Answer these questions about the text on possible U.S. war plans for Iraq.
(a) What is the focus of this week's Senate hearing?
(b) Who called the idea of attacking Iraq under present circumstances "ludicrous"?
(c) How many troops would the U.S. deploy in "Desert Storm II"?

### Extract
━━━━━━━━━━━━━━━━

The skeptics, whose number are said to include many uniformed military personnel and State Department and CIA officials are not convinced. Saddam is hemmed in, they say, and as unpalatable as his continued rule in Baghdad may be, any threat he represents is contained by current military deployments. Getting rid of Saddam is desirable goal, they argue, but that doesn't mean it justifies the geopolitical risk and investment of massive U.S. military resources in a deployment that could last many years. The balance of risk against reward is the focus of this week's Senate hearing.

The Scenarios

The word "leak" is insufficient to describe the gushing torrent of "informed" speculation over U.S. war plans filling the world's front pages. Peppered with phrases like "those in a position to know," these stories all insist that there's no longer any question of whether the U.S. will go to war on Iraq; only of how and when. This could simply be a case of "if you spin it, they will come" on the part of the hawks. A common thread to these stories is the idea that the U.S. is ready to go all the way to Baghdad alone. That could simply be an attempt to ramp up the psychological pressure on Baghdad in the hope that it will produce a coup, or else to disguise U.S. war plans.

Whatever their intention, the "leaks" have created a climate in which an Iraq war has become something of an inevitability. The impression of Bush administration resolve — despite repeated insistence that the President has taken no decisions yet — could cow congressional fence-sitters and even Saddam's reluctant neighbors to make common cause with Washington. Despite their loud objections to military action, Saudi Arabia, Jordan, Syria, Turkey and Iran have a huge incentive to influence the nature of any post-Saddam regime. But they're issuing increasingly shrill warnings against a U.S. attack while the Israeli-Palestinian conflict remains dangerously volatile. Jordan's King Abdullah, en route to Washington on Tuesday, called the idea of attacking Iraq under present circumstances "ludicrous." Although they may have convinced themselves that ousting Saddam would allow the U.S. to reorder the Middle East on its own terms, the Bush team's hawks may yet find themselves compelled to reconsider their reluctance to cross swords with Ariel Sharon.

How we Might Fight

While the leaks concur on the inevitability of war, they offer widely divergent scenarios for how such a war might be conducted. These function to reinforce arguments for and against the war by either minimizing or maximizing the potential cost and risk to the U.S. They can be broadly categorized as follows:

  • The "Afghan Model," involving massive air power directed by small numbers of U.S. special forces on the ground, operating in concert with indigenous rebel forces in an assault that would prompt massive defections from Saddam's army and force the quick collapse of his regime;

  • The "October Surprise," in which a combined U.S.-British force numbering no more than 50,000 strikes months before any action is anticipated, seizing Baghdad and eliminating Saddam and his regime's command-and-control capability, forcing its collapse before Saddam's weapons of mass destruction can be brought into play;

  • "Desert Storm II," in which the U.S. deploys overwhelming force — in the form of 250,000 troops — to invade Iraq from Turkey, Jordan and Kuwait.

━━━━━━━━━━━━━━━━

### Material provided

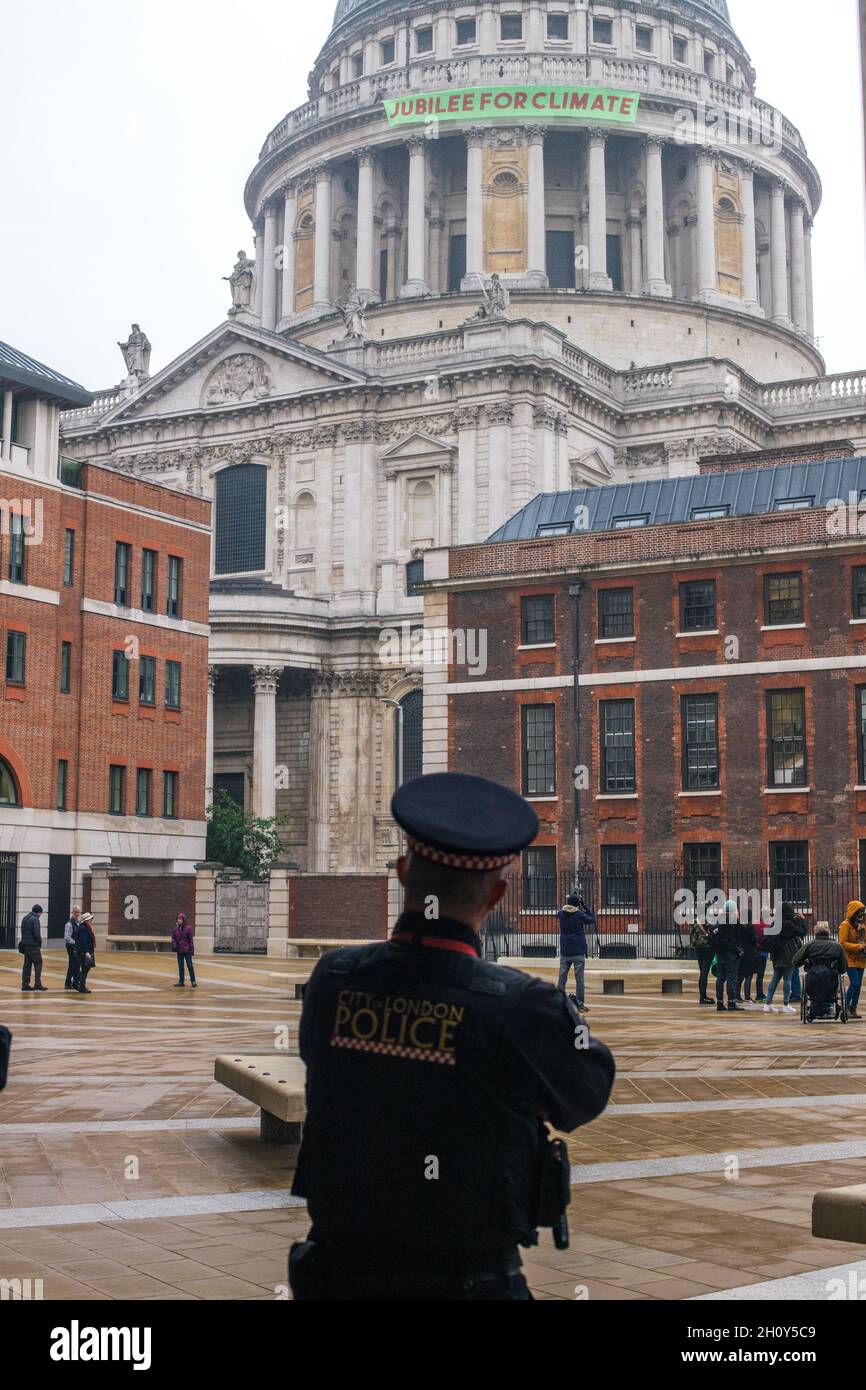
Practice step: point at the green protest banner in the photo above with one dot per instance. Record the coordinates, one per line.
(508, 103)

━━━━━━━━━━━━━━━━

### Exercise answer
(a) The balance of risk against reward.
(b) Jordan's King Abdullah.
(c) 250,000 troops.